» **Written exercise**
Extract every line of the records below that contains the string "church". Matching is case-sensitive.

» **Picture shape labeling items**
──────────
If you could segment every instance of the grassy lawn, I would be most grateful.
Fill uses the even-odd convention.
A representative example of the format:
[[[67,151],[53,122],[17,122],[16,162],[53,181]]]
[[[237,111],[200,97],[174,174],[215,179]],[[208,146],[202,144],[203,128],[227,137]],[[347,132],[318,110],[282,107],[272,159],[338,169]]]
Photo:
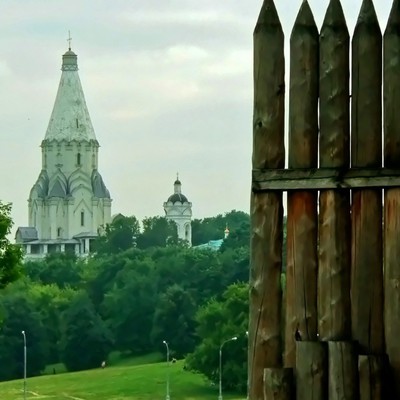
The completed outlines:
[[[28,378],[27,399],[163,400],[166,372],[166,363],[157,363]],[[1,400],[22,400],[22,388],[22,380],[0,383]],[[218,388],[201,375],[184,371],[178,361],[170,364],[170,396],[171,400],[216,400]],[[224,399],[244,397],[224,393]]]

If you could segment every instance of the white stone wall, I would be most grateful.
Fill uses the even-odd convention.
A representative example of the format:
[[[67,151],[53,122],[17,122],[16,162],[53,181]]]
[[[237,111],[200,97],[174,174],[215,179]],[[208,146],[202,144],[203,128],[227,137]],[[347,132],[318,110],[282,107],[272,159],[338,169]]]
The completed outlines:
[[[176,223],[178,238],[192,245],[192,203],[164,203],[165,217]]]

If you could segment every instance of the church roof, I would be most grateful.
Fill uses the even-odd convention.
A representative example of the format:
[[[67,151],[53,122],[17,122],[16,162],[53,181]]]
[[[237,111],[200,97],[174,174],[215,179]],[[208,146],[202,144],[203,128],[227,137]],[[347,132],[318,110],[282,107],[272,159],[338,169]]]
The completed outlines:
[[[31,226],[20,226],[15,234],[17,242],[30,242],[37,240],[37,230]]]
[[[110,192],[106,188],[100,173],[96,170],[94,170],[92,174],[92,189],[95,197],[98,197],[99,199],[110,198]]]
[[[90,141],[96,135],[78,74],[77,55],[63,55],[62,74],[45,140]]]
[[[173,195],[168,197],[167,202],[170,201],[172,203],[176,203],[177,201],[180,201],[181,203],[185,203],[188,202],[188,199],[185,195],[183,195],[182,193],[174,193]]]

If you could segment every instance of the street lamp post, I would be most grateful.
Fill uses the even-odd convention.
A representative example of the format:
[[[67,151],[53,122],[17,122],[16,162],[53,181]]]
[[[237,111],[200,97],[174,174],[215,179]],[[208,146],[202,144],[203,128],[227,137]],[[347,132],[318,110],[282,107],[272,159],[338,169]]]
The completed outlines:
[[[24,400],[26,400],[26,335],[25,331],[22,331],[24,337]]]
[[[165,347],[167,348],[167,394],[165,395],[165,400],[170,400],[169,397],[169,347],[168,343],[163,340],[163,343],[165,344]]]
[[[224,342],[221,343],[221,346],[219,346],[219,395],[218,395],[218,400],[222,400],[222,347],[224,347],[225,343],[228,343],[232,340],[237,340],[237,336],[234,336],[230,339],[225,340]]]
[[[249,340],[249,331],[246,331],[246,337],[247,337],[247,392],[246,392],[246,400],[249,400],[249,394],[250,394],[250,377],[249,377],[249,344],[248,344],[248,340]]]

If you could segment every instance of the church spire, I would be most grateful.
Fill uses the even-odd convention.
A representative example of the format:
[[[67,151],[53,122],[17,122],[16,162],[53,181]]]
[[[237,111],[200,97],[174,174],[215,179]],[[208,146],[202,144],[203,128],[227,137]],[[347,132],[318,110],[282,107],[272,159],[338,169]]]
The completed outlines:
[[[71,37],[68,42],[71,46]],[[63,54],[61,79],[45,140],[96,140],[78,74],[78,57],[71,50]]]

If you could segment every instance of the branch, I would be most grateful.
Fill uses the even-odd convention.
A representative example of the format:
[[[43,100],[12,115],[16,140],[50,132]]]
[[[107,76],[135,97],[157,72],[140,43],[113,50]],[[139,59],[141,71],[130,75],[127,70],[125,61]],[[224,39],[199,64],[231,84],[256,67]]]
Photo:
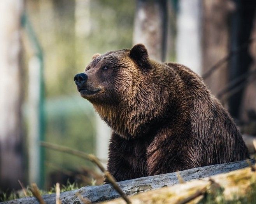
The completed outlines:
[[[255,164],[254,160],[251,159],[250,161],[252,164]],[[217,174],[229,172],[248,166],[248,164],[246,161],[239,161],[182,171],[179,171],[179,173],[184,181],[188,182],[197,178],[201,179]],[[255,174],[255,172],[254,173]],[[209,179],[207,181],[209,183]],[[218,181],[216,182],[218,182],[218,183],[222,183],[219,182]],[[131,195],[138,193],[161,188],[165,187],[170,187],[179,183],[179,182],[177,178],[176,172],[117,182],[119,186],[126,195]],[[185,185],[183,186],[186,186],[187,183],[186,183],[179,185]],[[200,187],[199,186],[197,186],[198,188]],[[202,188],[200,189],[202,189],[204,186],[201,187]],[[176,189],[175,187],[174,188]],[[194,193],[196,192],[194,191]],[[81,200],[76,195],[77,192],[82,197],[86,198],[92,202],[99,202],[120,197],[119,194],[110,184],[105,184],[98,186],[86,186],[78,190],[61,193],[60,199],[62,203],[79,203],[78,202],[81,202]],[[187,197],[184,196],[183,199]],[[55,204],[56,200],[54,194],[45,195],[42,196],[42,197],[47,203]],[[26,197],[4,202],[2,204],[33,204],[36,203],[36,199],[34,197]]]
[[[99,168],[100,170],[103,173],[107,178],[109,183],[112,185],[114,188],[118,192],[121,197],[128,204],[131,203],[130,201],[127,196],[124,194],[121,189],[117,184],[113,176],[106,170],[103,165],[100,163],[99,159],[93,154],[87,154],[75,149],[73,149],[69,147],[61,146],[57,145],[54,145],[46,142],[41,142],[41,145],[54,150],[68,153],[73,155],[75,155],[78,157],[87,160],[89,160],[93,163],[94,163]]]

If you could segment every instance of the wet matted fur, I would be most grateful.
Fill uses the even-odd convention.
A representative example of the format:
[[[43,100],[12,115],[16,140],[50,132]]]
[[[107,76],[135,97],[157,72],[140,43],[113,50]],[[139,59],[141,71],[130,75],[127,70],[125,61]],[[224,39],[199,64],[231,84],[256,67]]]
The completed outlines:
[[[249,157],[228,113],[185,66],[137,44],[95,55],[84,73],[81,96],[113,130],[107,169],[117,181]]]

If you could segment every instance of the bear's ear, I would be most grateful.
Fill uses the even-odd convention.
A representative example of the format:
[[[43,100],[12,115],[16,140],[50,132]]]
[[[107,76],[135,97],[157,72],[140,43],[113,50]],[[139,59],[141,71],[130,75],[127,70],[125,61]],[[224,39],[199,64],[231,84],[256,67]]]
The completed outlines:
[[[95,59],[96,57],[98,57],[100,55],[101,55],[99,53],[96,53],[96,54],[94,54],[93,55],[93,56],[92,59]]]
[[[130,56],[142,67],[146,65],[149,57],[147,50],[142,44],[134,45],[130,51]]]

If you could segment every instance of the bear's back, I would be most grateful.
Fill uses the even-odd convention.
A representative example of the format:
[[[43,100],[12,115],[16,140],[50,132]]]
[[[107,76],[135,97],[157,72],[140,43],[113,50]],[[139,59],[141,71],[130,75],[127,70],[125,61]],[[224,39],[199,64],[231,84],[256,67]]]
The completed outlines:
[[[190,69],[175,63],[167,64],[182,81],[189,103],[192,147],[200,166],[239,161],[249,157],[248,150],[232,119],[212,95],[202,79]],[[198,144],[200,145],[198,145]]]

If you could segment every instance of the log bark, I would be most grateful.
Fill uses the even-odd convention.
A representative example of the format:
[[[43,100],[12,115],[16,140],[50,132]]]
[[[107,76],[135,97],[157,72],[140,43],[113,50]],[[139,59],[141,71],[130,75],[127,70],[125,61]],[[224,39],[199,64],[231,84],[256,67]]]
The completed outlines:
[[[250,162],[252,164],[255,163],[255,161],[252,159],[250,160]],[[182,171],[179,172],[179,175],[185,181],[189,181],[193,179],[229,172],[248,166],[247,161],[240,161]],[[122,190],[127,195],[133,195],[138,193],[160,188],[165,187],[171,186],[179,183],[177,173],[175,172],[117,182]],[[118,194],[110,184],[98,186],[88,186],[61,193],[60,198],[62,203],[82,203],[82,201],[77,195],[77,193],[80,196],[86,198],[93,202],[113,199],[119,197]],[[55,203],[55,194],[46,195],[42,197],[47,204]],[[37,202],[35,198],[26,197],[1,203],[32,204],[37,203]]]
[[[205,197],[205,201],[210,199],[212,203],[228,203],[234,199],[248,197],[250,192],[255,190],[255,171],[249,168],[145,192],[129,199],[132,203],[181,204],[198,203]],[[210,195],[210,198],[206,198],[206,193]],[[250,199],[248,202],[249,201]],[[103,203],[124,204],[125,202],[119,198]]]
[[[227,2],[203,1],[203,74],[228,52]],[[216,95],[228,81],[227,64],[223,64],[205,81],[212,94]]]

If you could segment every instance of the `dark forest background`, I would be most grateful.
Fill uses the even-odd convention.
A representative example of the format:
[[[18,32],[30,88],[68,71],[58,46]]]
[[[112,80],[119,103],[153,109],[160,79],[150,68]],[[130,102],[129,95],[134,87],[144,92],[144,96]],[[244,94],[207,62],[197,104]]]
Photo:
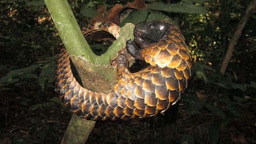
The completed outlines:
[[[68,0],[81,27],[128,1]],[[255,12],[220,72],[252,0],[136,1],[120,15],[120,25],[165,19],[179,26],[193,62],[189,88],[164,116],[97,122],[86,143],[256,143]],[[60,143],[72,113],[54,90],[61,42],[54,23],[43,0],[1,0],[0,12],[0,144]],[[106,47],[90,46],[95,52]]]

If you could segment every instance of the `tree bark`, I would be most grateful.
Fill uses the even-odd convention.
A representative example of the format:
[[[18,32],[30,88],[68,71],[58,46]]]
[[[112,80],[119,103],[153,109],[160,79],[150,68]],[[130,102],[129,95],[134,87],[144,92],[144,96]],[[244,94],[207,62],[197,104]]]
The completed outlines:
[[[55,27],[70,57],[77,69],[84,87],[92,91],[108,93],[110,86],[116,81],[116,70],[110,65],[118,52],[125,48],[126,42],[134,39],[134,25],[122,27],[120,37],[101,56],[95,54],[81,31],[66,0],[44,0]],[[73,115],[62,141],[62,144],[84,144],[95,121]]]
[[[228,50],[227,51],[220,67],[220,73],[222,75],[225,74],[225,72],[228,67],[228,63],[233,55],[233,52],[234,51],[235,46],[237,43],[238,38],[239,38],[239,35],[241,34],[249,17],[251,14],[255,10],[256,8],[256,0],[254,0],[250,3],[244,13],[242,16],[241,20],[236,27],[235,32],[232,36],[232,38],[229,42]]]

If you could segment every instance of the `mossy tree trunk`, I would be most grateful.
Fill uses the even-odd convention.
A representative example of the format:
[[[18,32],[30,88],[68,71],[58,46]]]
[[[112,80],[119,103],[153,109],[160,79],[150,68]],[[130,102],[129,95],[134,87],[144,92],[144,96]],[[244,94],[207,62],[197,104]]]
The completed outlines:
[[[116,81],[116,69],[110,65],[125,43],[133,39],[134,25],[123,26],[120,36],[101,56],[92,51],[84,37],[67,0],[44,0],[61,39],[82,80],[85,88],[99,93],[111,91],[111,84]],[[73,115],[62,144],[84,144],[95,122]]]

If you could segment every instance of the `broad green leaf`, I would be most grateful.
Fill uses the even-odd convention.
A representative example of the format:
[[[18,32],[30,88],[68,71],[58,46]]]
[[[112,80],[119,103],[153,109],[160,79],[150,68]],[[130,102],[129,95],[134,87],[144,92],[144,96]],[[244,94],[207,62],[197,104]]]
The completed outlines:
[[[219,126],[214,123],[210,126],[208,131],[210,144],[217,144],[220,138]]]
[[[146,10],[134,10],[122,22],[120,26],[122,27],[127,23],[131,23],[136,25],[140,22],[145,21],[147,16],[148,12]]]
[[[186,3],[166,4],[162,2],[153,2],[148,4],[148,8],[164,11],[169,12],[206,14],[208,11],[203,6]]]
[[[242,91],[245,91],[246,90],[246,88],[242,84],[232,83],[231,84],[231,86],[233,88],[238,88]]]
[[[94,18],[98,15],[97,10],[86,6],[83,7],[80,10],[80,13],[83,16],[89,18]]]
[[[220,108],[208,104],[206,104],[205,106],[212,114],[219,116],[222,119],[225,118],[225,113]]]
[[[182,136],[180,140],[180,144],[194,144],[195,140],[192,135],[190,134],[186,134]]]
[[[149,22],[154,20],[165,20],[170,23],[174,24],[176,25],[177,24],[176,21],[172,20],[169,16],[164,14],[151,12],[148,16],[147,21]]]

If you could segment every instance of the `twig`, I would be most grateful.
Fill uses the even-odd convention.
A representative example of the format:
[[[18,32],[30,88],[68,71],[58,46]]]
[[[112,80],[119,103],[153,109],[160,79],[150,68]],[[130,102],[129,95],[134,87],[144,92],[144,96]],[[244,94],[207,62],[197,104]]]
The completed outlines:
[[[223,60],[221,64],[220,72],[220,73],[222,75],[224,75],[225,74],[226,70],[228,67],[228,63],[231,59],[231,57],[233,55],[233,52],[234,51],[235,45],[237,43],[238,38],[239,38],[239,35],[241,34],[241,33],[244,27],[244,25],[245,25],[247,20],[248,20],[250,15],[252,12],[255,10],[256,8],[256,0],[254,0],[251,2],[249,4],[248,7],[246,8],[245,12],[244,12],[244,13],[242,16],[241,20],[236,27],[236,30],[235,30],[235,32],[232,36],[232,38],[229,42],[229,44],[228,45],[228,50],[227,51],[224,60]]]

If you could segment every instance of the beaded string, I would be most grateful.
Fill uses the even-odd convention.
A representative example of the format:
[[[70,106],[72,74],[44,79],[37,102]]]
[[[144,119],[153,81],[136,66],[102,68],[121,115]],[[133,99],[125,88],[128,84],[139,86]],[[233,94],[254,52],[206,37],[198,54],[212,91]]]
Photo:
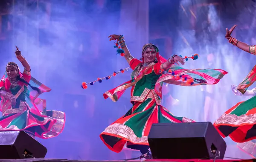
──────────
» **Response to this exercise**
If you could segment every instance of the church roof, I would be most grateful.
If you could segment every instance of the church spire, I would be most grateful.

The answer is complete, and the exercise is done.